◆ GIVEN PROBLEM ◆
Begin with the line that contains "Practice step: put one dot on the white building" and transcribe each line after it, up to and including the last line of the listing below.

◆ LISTED ENTRIES ◆
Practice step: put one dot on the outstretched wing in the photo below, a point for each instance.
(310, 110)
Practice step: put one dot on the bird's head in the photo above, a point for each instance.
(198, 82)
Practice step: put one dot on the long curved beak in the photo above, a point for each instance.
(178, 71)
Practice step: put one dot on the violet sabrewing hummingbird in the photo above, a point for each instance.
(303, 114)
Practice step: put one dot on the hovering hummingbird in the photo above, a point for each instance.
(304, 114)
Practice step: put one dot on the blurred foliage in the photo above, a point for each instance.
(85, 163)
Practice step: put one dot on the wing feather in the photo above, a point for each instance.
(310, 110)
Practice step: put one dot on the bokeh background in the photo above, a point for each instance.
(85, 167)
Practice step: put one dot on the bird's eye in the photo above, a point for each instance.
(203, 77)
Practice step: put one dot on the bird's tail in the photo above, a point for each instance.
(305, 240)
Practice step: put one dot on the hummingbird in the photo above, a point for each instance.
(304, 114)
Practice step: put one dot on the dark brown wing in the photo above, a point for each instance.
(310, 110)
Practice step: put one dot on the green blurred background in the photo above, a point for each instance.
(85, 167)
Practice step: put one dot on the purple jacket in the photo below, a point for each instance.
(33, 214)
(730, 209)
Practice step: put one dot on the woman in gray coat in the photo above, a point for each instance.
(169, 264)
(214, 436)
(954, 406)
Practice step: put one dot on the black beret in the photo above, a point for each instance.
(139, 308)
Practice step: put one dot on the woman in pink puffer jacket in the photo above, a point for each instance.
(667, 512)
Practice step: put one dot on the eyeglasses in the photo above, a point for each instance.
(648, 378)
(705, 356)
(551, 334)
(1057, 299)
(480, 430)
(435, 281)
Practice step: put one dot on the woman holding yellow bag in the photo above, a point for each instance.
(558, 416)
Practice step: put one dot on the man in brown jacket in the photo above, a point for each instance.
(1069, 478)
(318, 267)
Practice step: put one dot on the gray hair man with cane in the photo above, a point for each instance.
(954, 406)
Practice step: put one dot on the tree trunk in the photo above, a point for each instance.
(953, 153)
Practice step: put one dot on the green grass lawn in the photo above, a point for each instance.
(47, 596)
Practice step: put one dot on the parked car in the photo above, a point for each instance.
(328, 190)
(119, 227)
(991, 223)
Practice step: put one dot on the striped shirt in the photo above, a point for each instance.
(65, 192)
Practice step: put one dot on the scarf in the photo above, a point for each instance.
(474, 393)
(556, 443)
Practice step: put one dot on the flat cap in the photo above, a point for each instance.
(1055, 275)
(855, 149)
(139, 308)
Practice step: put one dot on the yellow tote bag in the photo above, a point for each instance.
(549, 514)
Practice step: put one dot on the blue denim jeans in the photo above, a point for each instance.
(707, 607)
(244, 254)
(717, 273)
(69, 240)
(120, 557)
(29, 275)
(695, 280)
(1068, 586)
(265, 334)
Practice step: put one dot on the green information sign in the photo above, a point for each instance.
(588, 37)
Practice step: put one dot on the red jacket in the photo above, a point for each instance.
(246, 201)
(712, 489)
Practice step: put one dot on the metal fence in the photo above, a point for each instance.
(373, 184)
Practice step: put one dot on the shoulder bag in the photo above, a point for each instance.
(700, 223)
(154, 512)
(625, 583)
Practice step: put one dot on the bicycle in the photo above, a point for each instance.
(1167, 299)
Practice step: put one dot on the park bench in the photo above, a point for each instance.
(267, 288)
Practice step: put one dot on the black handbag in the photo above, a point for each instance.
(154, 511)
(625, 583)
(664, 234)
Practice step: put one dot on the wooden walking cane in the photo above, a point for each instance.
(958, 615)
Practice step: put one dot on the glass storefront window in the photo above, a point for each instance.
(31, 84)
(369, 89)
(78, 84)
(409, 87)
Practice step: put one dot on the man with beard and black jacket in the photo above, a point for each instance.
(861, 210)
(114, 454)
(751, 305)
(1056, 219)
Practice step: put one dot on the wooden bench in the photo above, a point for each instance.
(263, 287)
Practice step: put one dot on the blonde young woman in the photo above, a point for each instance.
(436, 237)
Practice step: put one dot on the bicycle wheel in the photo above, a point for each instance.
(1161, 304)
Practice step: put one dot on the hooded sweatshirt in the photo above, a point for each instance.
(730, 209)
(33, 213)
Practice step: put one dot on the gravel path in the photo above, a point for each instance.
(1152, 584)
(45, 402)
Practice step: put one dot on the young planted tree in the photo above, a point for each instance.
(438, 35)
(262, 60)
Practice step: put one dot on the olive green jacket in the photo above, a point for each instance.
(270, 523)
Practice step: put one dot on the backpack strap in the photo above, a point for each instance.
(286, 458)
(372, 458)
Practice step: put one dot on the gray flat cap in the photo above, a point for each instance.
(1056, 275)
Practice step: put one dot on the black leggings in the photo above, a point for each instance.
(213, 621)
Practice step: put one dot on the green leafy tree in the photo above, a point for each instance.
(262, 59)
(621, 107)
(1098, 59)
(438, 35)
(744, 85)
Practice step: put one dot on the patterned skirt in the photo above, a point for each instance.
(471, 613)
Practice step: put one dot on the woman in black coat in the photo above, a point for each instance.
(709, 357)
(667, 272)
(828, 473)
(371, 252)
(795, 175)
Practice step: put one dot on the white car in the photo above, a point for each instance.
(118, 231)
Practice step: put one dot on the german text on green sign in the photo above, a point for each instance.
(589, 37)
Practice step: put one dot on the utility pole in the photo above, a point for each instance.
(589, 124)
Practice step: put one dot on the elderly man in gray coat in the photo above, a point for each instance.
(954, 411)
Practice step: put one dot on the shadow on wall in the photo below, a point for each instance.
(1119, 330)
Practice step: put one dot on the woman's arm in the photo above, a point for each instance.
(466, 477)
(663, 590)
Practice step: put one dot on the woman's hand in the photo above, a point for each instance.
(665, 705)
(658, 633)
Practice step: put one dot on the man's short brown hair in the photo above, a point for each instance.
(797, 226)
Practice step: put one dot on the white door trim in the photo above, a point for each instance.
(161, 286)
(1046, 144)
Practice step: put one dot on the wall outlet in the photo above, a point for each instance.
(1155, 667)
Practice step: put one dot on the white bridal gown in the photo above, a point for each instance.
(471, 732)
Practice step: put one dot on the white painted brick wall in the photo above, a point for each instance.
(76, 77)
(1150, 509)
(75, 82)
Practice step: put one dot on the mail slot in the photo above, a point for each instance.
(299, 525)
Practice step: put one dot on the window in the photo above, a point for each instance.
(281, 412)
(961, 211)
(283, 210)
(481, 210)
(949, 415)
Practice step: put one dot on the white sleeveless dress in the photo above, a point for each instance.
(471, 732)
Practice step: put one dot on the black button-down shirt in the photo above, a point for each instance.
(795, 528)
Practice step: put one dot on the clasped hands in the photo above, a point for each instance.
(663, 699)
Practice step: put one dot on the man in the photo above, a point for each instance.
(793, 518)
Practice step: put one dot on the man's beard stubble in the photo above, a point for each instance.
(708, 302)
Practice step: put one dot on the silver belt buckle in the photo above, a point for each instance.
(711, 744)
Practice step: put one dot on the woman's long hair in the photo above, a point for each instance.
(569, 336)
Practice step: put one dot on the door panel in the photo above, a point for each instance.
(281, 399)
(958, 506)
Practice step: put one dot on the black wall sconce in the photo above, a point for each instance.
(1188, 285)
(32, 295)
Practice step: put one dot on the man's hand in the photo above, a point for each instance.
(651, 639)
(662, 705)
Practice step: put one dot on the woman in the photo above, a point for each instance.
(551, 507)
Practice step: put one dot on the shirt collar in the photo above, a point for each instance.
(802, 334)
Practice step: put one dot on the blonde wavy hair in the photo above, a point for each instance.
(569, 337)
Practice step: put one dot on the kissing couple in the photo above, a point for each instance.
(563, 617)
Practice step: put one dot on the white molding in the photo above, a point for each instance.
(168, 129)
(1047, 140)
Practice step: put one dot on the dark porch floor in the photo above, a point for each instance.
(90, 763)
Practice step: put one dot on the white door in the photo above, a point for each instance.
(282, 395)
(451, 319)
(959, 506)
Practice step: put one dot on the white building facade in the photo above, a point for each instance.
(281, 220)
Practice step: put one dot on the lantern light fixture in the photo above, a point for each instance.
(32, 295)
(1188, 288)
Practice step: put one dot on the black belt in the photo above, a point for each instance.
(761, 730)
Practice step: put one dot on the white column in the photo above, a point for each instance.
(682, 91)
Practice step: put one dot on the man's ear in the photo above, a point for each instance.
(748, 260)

◆ ANSWER IN FULL ◆
Practice step: put one dot on the white building facade in the photo above, a point for each instance.
(281, 220)
Practice step: put one dot on the lantern light fixture in the photo above, a point for each instance.
(32, 295)
(1188, 288)
Practice step: put one dot on the black belt in the photo above, a point for each instance.
(761, 730)
Practice step: put one dot on the white column in the photo above, a point for each instance.
(682, 91)
Practice step: put one dot on the man's ear in the photo above, a point for each instance.
(748, 260)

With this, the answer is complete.